Obiettivo dell'esercizio: Modifichi l'intero elenco sostituendo ogni occorrenza di "rabbit" con "hare", lasciando invariato tutto il resto.

:::::

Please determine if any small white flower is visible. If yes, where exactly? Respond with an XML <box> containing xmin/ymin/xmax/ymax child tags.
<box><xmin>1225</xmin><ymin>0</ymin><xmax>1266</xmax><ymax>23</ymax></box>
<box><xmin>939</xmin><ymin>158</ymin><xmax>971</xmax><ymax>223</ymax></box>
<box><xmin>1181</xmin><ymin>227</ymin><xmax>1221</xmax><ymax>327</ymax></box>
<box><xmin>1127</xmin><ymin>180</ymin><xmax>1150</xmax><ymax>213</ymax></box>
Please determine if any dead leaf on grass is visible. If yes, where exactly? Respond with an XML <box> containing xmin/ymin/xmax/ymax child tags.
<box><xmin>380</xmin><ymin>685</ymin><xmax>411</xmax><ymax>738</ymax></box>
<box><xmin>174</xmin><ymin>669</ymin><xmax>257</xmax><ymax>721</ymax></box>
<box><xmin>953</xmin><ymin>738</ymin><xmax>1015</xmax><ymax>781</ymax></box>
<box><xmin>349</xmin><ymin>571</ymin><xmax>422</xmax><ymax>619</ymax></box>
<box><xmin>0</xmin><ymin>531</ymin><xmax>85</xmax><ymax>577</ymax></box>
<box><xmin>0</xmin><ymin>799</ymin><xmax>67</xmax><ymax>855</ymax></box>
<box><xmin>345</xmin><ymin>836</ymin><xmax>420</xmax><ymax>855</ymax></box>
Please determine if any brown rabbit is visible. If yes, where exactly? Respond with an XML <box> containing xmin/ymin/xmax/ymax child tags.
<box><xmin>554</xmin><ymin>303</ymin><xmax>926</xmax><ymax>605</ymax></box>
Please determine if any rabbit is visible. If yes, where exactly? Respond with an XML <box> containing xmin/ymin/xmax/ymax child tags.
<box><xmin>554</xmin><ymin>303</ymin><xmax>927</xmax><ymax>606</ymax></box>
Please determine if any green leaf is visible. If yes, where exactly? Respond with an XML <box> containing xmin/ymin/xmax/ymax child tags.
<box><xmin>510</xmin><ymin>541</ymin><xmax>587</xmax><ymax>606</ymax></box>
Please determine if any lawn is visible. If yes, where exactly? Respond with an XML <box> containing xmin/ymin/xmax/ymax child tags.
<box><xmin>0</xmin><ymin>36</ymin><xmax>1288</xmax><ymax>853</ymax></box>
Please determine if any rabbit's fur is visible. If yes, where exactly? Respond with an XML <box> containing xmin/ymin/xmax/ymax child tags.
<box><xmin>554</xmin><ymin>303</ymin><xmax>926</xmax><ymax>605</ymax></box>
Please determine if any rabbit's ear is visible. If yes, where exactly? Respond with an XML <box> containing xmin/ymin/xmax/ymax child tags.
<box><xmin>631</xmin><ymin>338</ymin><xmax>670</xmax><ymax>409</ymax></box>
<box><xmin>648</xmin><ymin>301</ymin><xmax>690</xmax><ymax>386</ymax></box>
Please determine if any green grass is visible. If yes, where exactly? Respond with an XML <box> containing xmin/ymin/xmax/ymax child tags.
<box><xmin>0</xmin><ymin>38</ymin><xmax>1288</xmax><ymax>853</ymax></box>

:::::

Soluzione scritta:
Please determine if any small white flower is visible. If yes, where exactly? Respond with an XML <box> containing xmin/ymin/xmax/ymax child tags.
<box><xmin>1225</xmin><ymin>0</ymin><xmax>1266</xmax><ymax>23</ymax></box>
<box><xmin>939</xmin><ymin>158</ymin><xmax>971</xmax><ymax>223</ymax></box>
<box><xmin>1181</xmin><ymin>227</ymin><xmax>1221</xmax><ymax>327</ymax></box>
<box><xmin>1127</xmin><ymin>180</ymin><xmax>1150</xmax><ymax>213</ymax></box>
Please determine if any dead leaf on grass is visible. If yes, where exactly? Respond with an XML <box> containing xmin/ymin/xmax/ymax child tags.
<box><xmin>380</xmin><ymin>685</ymin><xmax>411</xmax><ymax>738</ymax></box>
<box><xmin>174</xmin><ymin>669</ymin><xmax>257</xmax><ymax>721</ymax></box>
<box><xmin>953</xmin><ymin>738</ymin><xmax>1015</xmax><ymax>781</ymax></box>
<box><xmin>349</xmin><ymin>571</ymin><xmax>422</xmax><ymax>619</ymax></box>
<box><xmin>0</xmin><ymin>531</ymin><xmax>85</xmax><ymax>577</ymax></box>
<box><xmin>0</xmin><ymin>799</ymin><xmax>67</xmax><ymax>855</ymax></box>
<box><xmin>345</xmin><ymin>836</ymin><xmax>420</xmax><ymax>855</ymax></box>
Please determine if any brown hare is visible. If yes, where exactly? Respond with an XML <box> containing xmin/ymin/xmax/ymax child tags.
<box><xmin>554</xmin><ymin>303</ymin><xmax>926</xmax><ymax>605</ymax></box>
Please determine if any hare is visible. If yes, where exactly? Respond with an XML <box> containing xmin/ymin/xmax/ymax child tags.
<box><xmin>554</xmin><ymin>303</ymin><xmax>927</xmax><ymax>606</ymax></box>
Please determine if any green leaf is visible. If yes, where exactly? Respond with an XML <box> containing xmin/ymin/xmax/ymax child tags.
<box><xmin>510</xmin><ymin>541</ymin><xmax>587</xmax><ymax>606</ymax></box>
Please determine if any lawn is visible. If yes, where exactly? Respond with an XML <box> containing xmin/ymin/xmax/ymax child tags.
<box><xmin>0</xmin><ymin>36</ymin><xmax>1288</xmax><ymax>853</ymax></box>
Please determine if any hare's fur is visible. If yes, where exactly? Respond with an XML <box> containing xmin/ymin/xmax/ymax child tags.
<box><xmin>554</xmin><ymin>303</ymin><xmax>926</xmax><ymax>605</ymax></box>
Please determine if any hare's ear is visible. If yes, where exactly? Respond with an XML <box> containing xmin/ymin/xmax/ymax child tags.
<box><xmin>631</xmin><ymin>338</ymin><xmax>670</xmax><ymax>409</ymax></box>
<box><xmin>648</xmin><ymin>301</ymin><xmax>690</xmax><ymax>386</ymax></box>
Please determine if any green grass is visible. If yes, where exactly? Respond with an XML <box> containing xmin/ymin/xmax/ymax child tags.
<box><xmin>0</xmin><ymin>38</ymin><xmax>1288</xmax><ymax>853</ymax></box>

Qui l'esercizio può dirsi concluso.